OBJECTIVE 1:
Write out the passage about the visit to a town in Fiji in full, word for word.

The "Buli" was greeted with cries of "m-m-ka-a" in shrill voices by the women, for all the world like the caw of an old crow. I learned that the "Buli" had not been here for some time, but I seemed to be the chief object of interest, and was followed everywhere by an admiring and curious crowd of dark brown, shiny boys and girls, the former just as they were born and the latter wearing a strip of "Sulu." We put up in a chief's house, and after getting through the usual boiled yams, I went on a tour of inspection around the town, but I soon found that I was the one to be inspected. There was a hum of voices in every hut, and doorways were darkened with many heads. Groups of young men, women and children assembled to see the sight, but scampered away if I approached too near. No white man but the government agent had been here for several years, I was told. Thirty-odd years ago they would not have been satisfied to "look only," but would have wished to taste, and many of the present inhabitants would have made chops of me, and were no doubt peering out of their huts to see if I was fat or lean, and wishing for days gone by but not forgotten. Isolated cases of cannibalism still occur in out-of-the-way parts of Fiji, and it is only fear of the government that stops them, otherwise these mountaineers would at once return to cannibalism. Masirewa came out and stood with folded arms among a large crowd talking about me, and no doubt taking all the credit for my appearance, and staring at me as if he had never seen me before, so that I felt much inclined to kick him.

PROVIDED MATERIAL:
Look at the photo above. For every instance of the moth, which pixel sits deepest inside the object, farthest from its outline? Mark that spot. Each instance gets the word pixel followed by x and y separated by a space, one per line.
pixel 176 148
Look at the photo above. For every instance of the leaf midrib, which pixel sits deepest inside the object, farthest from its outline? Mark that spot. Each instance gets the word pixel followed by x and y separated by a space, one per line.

--

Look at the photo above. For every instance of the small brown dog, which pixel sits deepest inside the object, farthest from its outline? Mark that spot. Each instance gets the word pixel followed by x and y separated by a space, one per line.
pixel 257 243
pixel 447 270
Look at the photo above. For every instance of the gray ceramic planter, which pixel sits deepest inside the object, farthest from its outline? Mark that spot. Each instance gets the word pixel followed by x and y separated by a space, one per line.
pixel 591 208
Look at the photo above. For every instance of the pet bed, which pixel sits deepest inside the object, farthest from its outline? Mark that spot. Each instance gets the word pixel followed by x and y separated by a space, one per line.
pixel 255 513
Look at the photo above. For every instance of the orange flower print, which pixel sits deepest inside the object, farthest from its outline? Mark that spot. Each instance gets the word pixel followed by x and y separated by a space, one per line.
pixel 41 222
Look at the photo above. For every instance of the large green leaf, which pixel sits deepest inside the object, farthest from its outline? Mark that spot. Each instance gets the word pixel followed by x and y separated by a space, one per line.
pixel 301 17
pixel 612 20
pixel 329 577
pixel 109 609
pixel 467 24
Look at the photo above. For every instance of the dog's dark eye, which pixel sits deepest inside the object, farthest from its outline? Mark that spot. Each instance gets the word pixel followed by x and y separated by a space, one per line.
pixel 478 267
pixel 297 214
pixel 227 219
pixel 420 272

OBJECTIVE 2:
Shift the pixel coordinates in the answers by adding -116 to each one, then give the rows again from the row containing "Look at the photo above. For every instance of the pet" up to and including the row containing "pixel 255 513", with their requests. Return only those rows.

FULL RESPONSE 1:
The "Buli" was greeted with cries of "m-m-ka-a" in shrill voices by the women, for all the world like the caw of an old crow. I learned that the "Buli" had not been here for some time, but I seemed to be the chief object of interest, and was followed everywhere by an admiring and curious crowd of dark brown, shiny boys and girls, the former just as they were born and the latter wearing a strip of "Sulu." We put up in a chief's house, and after getting through the usual boiled yams, I went on a tour of inspection around the town, but I soon found that I was the one to be inspected. There was a hum of voices in every hut, and doorways were darkened with many heads. Groups of young men, women and children assembled to see the sight, but scampered away if I approached too near. No white man but the government agent had been here for several years, I was told. Thirty-odd years ago they would not have been satisfied to "look only," but would have wished to taste, and many of the present inhabitants would have made chops of me, and were no doubt peering out of their huts to see if I was fat or lean, and wishing for days gone by but not forgotten. Isolated cases of cannibalism still occur in out-of-the-way parts of Fiji, and it is only fear of the government that stops them, otherwise these mountaineers would at once return to cannibalism. Masirewa came out and stood with folded arms among a large crowd talking about me, and no doubt taking all the credit for my appearance, and staring at me as if he had never seen me before, so that I felt much inclined to kick him.

FULL RESPONSE 2:
Look at the photo above. For every instance of the pet bed, which pixel sits deepest inside the object, farthest from its outline? Mark that spot. Each instance gets the word pixel followed by x and y separated by a space, one per line.
pixel 139 397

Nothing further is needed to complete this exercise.